BRIEF ->
Locate every row below that contains the string "water", and copy each of those lines in full.

PROVIDED RECORDS ->
>> begin
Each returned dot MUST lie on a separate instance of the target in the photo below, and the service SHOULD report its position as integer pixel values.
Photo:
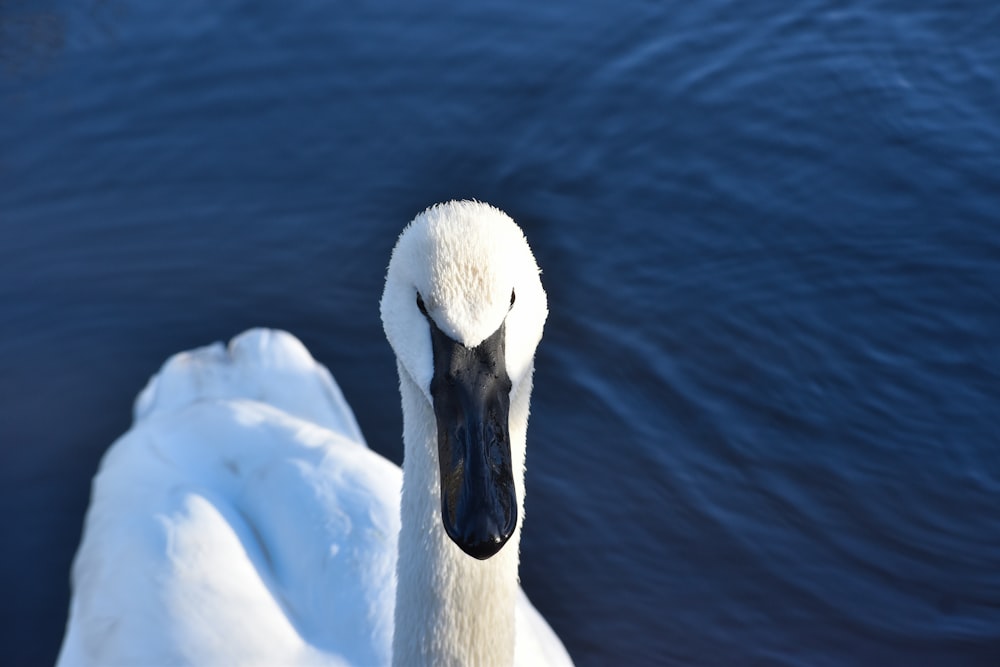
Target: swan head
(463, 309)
>> end
>> begin
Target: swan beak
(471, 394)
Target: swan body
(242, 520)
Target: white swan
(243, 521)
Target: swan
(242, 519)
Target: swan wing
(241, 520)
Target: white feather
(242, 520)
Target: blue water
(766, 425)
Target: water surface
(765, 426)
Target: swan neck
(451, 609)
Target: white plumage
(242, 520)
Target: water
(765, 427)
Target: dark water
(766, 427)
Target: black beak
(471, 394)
>> end
WRITTEN RESPONSE ->
Target: blue water
Target: water surface
Target: water
Target: dark water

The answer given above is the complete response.